**TEXT SECTION:**
=== Begin Enclosure ===

Dear Members of the Campus Community,
According to the U.S. Centers for Disease Control and Prevention (CDC), “Infections with the type of monkeypox virus identified in this outbreak—the West African type—are rarely fatal. Over 99% of people who get this form of the disease are likely to survive. However, people with weakened immune systems, children under 8 years of age, people with a history of eczema, and people who are pregnant or breastfeeding may be more likely to get seriously ill or die.” The CDC’s frequently asked questions about monkeypox can be found at this link.
Monkeypox can spread to anyone through close, personal, often skin-to-skin contact, including direct contact with monkeypox rash, scabs, or body fluids from a person with monkeypox; touching objects, fabrics (clothing, bedding, or towels), and surfaces that have been used by someone with monkeypox; and contact with respiratory secretions. A pregnant person can spread the virus to their fetus through the placenta.
Most infections in the current outbreak have occurred through close contact during sex, although monkeypox is not classified as a sexually transmitted disease. It has been recognized that gay and bisexual men are the communities that have been most impacted, however it is important to recognize that the spread of monkeypox as described above is not limited to individuals of a specific sexual orientation or gender identity.
People with monkeypox get a rash that may be located on or near the genitals or anus and could be on other areas like the hands, feet, chest, face, or mouth. The rash will go through several stages, including scabs, before healing. The rash can initially look like pimples or blisters and may be painful or itchy.
Other symptoms of monkeypox can include: fever, chills, swollen lymph nodes, exhaustion, muscle aches and backache, headache, and respiratory symptoms (e.g. sore throat, nasal congestion, or cough).
What should I do if I have symptoms?

=== End Enclosure ===

(Dataset excerpts)
=== Begin Enclosure ===

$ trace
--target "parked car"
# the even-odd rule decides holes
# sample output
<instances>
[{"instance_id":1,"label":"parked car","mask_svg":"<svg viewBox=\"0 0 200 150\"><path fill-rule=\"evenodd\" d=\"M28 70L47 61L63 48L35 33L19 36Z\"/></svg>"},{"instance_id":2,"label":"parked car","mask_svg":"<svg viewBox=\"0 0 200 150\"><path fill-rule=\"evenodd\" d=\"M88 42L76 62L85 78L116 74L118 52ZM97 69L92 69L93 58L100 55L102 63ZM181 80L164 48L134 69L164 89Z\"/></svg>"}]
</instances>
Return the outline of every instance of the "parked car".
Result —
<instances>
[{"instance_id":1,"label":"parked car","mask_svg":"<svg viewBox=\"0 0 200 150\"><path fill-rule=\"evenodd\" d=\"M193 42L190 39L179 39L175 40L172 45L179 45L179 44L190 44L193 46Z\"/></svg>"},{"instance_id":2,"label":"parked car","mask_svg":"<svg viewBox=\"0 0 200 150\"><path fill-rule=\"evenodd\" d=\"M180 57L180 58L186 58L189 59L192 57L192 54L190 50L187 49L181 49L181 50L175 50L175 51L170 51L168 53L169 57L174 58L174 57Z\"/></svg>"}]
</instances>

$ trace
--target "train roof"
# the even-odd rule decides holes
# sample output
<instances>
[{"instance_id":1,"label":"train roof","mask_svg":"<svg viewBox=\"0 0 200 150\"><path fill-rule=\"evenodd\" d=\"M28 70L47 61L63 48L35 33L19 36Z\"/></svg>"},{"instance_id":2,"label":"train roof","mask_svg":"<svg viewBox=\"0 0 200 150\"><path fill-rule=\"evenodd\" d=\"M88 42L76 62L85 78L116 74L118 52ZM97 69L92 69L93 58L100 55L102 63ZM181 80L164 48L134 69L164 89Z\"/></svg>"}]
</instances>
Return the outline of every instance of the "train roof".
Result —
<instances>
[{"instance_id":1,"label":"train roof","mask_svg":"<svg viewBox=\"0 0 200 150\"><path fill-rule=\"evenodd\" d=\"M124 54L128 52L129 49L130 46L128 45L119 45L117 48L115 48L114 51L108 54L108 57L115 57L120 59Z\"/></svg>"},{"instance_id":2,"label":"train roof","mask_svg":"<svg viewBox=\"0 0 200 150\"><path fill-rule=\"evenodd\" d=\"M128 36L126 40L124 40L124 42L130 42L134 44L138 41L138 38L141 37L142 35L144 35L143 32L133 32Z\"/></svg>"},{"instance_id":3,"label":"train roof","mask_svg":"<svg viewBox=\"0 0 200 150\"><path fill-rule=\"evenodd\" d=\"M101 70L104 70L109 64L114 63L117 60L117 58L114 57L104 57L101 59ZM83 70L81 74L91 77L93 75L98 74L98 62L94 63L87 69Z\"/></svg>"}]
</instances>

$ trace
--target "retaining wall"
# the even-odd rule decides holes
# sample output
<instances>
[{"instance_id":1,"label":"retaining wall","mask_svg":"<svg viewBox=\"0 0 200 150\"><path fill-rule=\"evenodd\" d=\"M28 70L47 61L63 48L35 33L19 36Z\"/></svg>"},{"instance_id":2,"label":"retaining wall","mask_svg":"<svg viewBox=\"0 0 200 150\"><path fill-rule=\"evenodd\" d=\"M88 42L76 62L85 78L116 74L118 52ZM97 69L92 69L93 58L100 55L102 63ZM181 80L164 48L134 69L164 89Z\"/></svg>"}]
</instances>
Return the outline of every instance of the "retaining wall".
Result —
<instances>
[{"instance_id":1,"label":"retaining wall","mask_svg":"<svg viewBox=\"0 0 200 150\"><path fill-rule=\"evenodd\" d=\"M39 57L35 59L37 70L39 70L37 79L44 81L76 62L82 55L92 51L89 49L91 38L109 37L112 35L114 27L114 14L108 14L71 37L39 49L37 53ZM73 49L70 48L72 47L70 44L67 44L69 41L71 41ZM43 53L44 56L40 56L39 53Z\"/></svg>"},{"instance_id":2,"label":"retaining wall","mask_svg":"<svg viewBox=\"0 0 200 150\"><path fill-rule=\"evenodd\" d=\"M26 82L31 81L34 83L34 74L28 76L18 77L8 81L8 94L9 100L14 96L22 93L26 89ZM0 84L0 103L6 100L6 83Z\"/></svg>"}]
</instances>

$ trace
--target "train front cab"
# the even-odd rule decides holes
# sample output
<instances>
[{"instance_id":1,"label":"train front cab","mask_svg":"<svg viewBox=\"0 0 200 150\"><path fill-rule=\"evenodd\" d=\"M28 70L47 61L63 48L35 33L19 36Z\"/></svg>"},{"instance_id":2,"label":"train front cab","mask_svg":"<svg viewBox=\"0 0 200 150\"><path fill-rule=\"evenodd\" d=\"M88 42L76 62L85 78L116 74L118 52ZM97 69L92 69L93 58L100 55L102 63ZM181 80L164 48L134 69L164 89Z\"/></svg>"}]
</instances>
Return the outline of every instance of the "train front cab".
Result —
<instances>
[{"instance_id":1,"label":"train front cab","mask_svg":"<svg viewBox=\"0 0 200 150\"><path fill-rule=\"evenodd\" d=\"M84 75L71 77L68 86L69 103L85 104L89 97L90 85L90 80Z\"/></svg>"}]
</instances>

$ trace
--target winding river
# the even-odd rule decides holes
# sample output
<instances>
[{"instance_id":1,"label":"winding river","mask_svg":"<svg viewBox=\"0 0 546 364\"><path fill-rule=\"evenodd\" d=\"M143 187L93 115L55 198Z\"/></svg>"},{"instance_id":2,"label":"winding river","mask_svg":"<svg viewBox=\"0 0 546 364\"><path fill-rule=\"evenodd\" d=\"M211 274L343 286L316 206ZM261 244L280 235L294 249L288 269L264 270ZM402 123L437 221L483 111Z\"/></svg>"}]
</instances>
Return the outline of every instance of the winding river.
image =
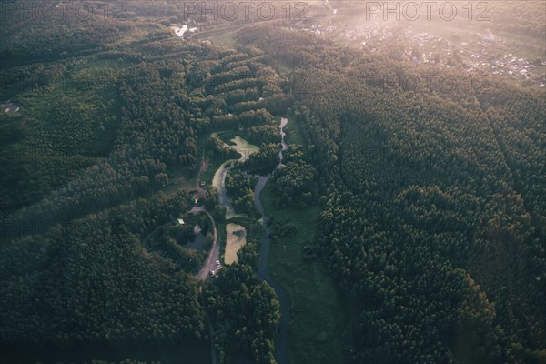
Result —
<instances>
[{"instance_id":1,"label":"winding river","mask_svg":"<svg viewBox=\"0 0 546 364\"><path fill-rule=\"evenodd\" d=\"M286 133L283 130L283 128L287 126L288 123L288 118L281 118L279 126L281 136L280 151L278 152L278 165L277 166L276 169L278 168L282 163L283 152L288 149L288 146L285 143L284 140ZM211 136L213 137L216 136L216 133L213 133L211 135ZM237 150L241 155L241 157L238 159L239 161L247 160L250 154L256 153L259 150L258 147L248 143L245 139L239 136L236 136L235 138L231 139L231 142L235 143L236 146L226 146ZM217 188L217 191L218 193L218 204L220 207L226 208L226 220L240 216L235 213L233 207L229 203L228 192L226 191L225 186L226 175L228 174L229 169L231 169L234 167L235 162L236 159L230 159L224 162L216 171L213 178L213 186ZM277 360L278 364L288 364L288 355L287 349L287 337L288 333L288 321L290 318L288 310L288 301L282 288L273 280L269 273L269 247L271 245L269 234L271 232L271 228L269 227L268 218L265 215L264 208L262 207L261 201L259 200L261 191L266 186L266 183L269 179L270 176L271 174L268 176L257 176L258 177L258 180L256 186L254 187L254 205L262 216L261 221L265 230L265 235L262 238L261 251L259 255L258 275L266 282L268 282L268 284L275 290L278 301L280 302L280 325L278 330L278 338L277 340Z\"/></svg>"},{"instance_id":2,"label":"winding river","mask_svg":"<svg viewBox=\"0 0 546 364\"><path fill-rule=\"evenodd\" d=\"M278 168L280 167L280 164L282 163L282 153L288 149L288 146L284 141L286 133L283 130L283 128L287 126L288 123L288 118L281 118L281 148L278 152L278 165L277 166L277 168ZM265 230L265 236L262 239L261 251L259 254L258 275L266 282L268 282L268 284L271 286L273 289L275 289L275 293L277 294L277 298L278 298L278 301L280 303L280 326L278 330L278 339L277 340L277 361L278 362L278 364L288 364L288 353L287 349L287 337L288 334L288 321L290 319L288 300L287 299L287 296L282 288L273 280L271 275L269 274L269 247L271 245L269 234L271 233L271 228L269 226L269 220L264 213L264 207L262 207L261 201L259 200L259 195L261 194L261 191L266 186L266 183L269 179L270 176L270 174L268 176L260 176L258 177L258 183L254 187L254 205L262 216L262 224L264 226Z\"/></svg>"}]
</instances>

=== End Enclosure ===

**QUESTIONS ON THE MATERIAL:**
• a. In two sentences, summarize the monkeypox letter.
• b. Write the next part of the monkeypox letter, picking up after its final line.

**ANSWER SECTION:**
• a. Citing the CDC, the monkeypox letter states that the West African type of the virus in this outbreak is rarely fatal, although people with weakened immune systems, young children, people with a history of eczema, and people who are pregnant or breastfeeding may be more likely to become seriously ill. It explains that monkeypox spreads through close, often skin-to-skin contact, mostly during sex in the current outbreak but not limited to any sexual orientation or gender identity, and it describes a rash that passes through several stages along with other symptoms such as fever, chills, and swollen lymph nodes.

• b.
If you have symptoms of monkeypox, do not come to campus. You should contact your healthcare provider as soon as possible, even if you don’t think you had contact with someone who has monkeypox. Faculty and staff should notify HR at email@example.com.
How is monkeypox treated?
Monkeypox generally resolves without treatment. There are no treatments specifically for monkeypox virus infections. However, monkeypox and smallpox viruses are genetically similar, which means that antiviral drugs and vaccines developed to protect against smallpox may be used to prevent and treat monkeypox virus infections.
How can monkeypox be prevented?
Avoid close, skin-to-skin contact with people who have a rash that looks like monkeypox. Do not share eating utensils or cups with a person with monkeypox. Do not handle or touch the bedding, towels, or clothing of a person with monkeypox.Wash your hands often with soap and water or use an alcohol-based hand sanitizer, especially before eating or touching your face and after you use the bathroom.
CDC recommends vaccination for people who have been exposed to monkeypox and people who may be more likely to get monkeypox. Vaccines are available in New York City.
Though monkeypox is rarely fatal, it can spread quickly through a population. We urge members of the community to take appropriate precautions against contracting the virus, and to report symptoms to the appropriate University officials as quickly as possible.